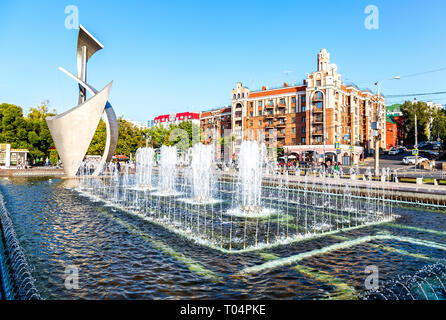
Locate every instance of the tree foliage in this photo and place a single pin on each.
(429, 120)
(30, 132)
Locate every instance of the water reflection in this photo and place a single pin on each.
(120, 256)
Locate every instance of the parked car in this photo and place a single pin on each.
(394, 151)
(413, 160)
(430, 154)
(304, 164)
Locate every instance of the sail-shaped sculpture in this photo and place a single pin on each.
(73, 130)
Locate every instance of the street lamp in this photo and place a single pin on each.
(376, 128)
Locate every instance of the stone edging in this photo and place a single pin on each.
(23, 287)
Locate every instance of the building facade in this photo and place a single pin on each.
(12, 157)
(320, 112)
(216, 128)
(177, 118)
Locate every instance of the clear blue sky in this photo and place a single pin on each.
(173, 56)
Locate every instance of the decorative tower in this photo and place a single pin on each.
(323, 60)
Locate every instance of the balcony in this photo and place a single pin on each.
(269, 116)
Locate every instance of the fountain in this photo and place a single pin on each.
(201, 172)
(144, 166)
(168, 170)
(252, 157)
(237, 211)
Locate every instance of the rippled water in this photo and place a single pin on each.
(120, 256)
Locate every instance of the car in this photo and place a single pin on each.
(413, 160)
(394, 151)
(430, 154)
(397, 150)
(304, 164)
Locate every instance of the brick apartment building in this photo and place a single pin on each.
(214, 123)
(307, 120)
(310, 118)
(167, 119)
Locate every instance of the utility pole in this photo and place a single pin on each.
(377, 128)
(416, 131)
(377, 137)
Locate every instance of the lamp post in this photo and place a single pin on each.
(378, 135)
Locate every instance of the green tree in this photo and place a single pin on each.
(423, 113)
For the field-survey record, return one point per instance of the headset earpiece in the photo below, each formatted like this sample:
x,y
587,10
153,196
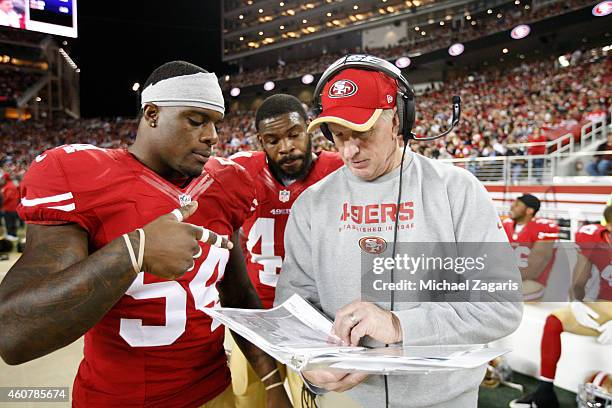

━━━━━━━━━━━━━━━━━━━━━━━━━━━━━━

[WORK INSTRUCTIONS] What is needed here is an exact copy of the lines from the line containing "Locate every instance of the green" through the end of the records, with every picture left out.

[RESULT]
Locate every instance of the green tree in this photo and place a single pin on each.
(423, 113)
For the field-survey record, return one point per instance of the headset earpiece in the photo below, each formatted like this sample:
x,y
587,10
153,196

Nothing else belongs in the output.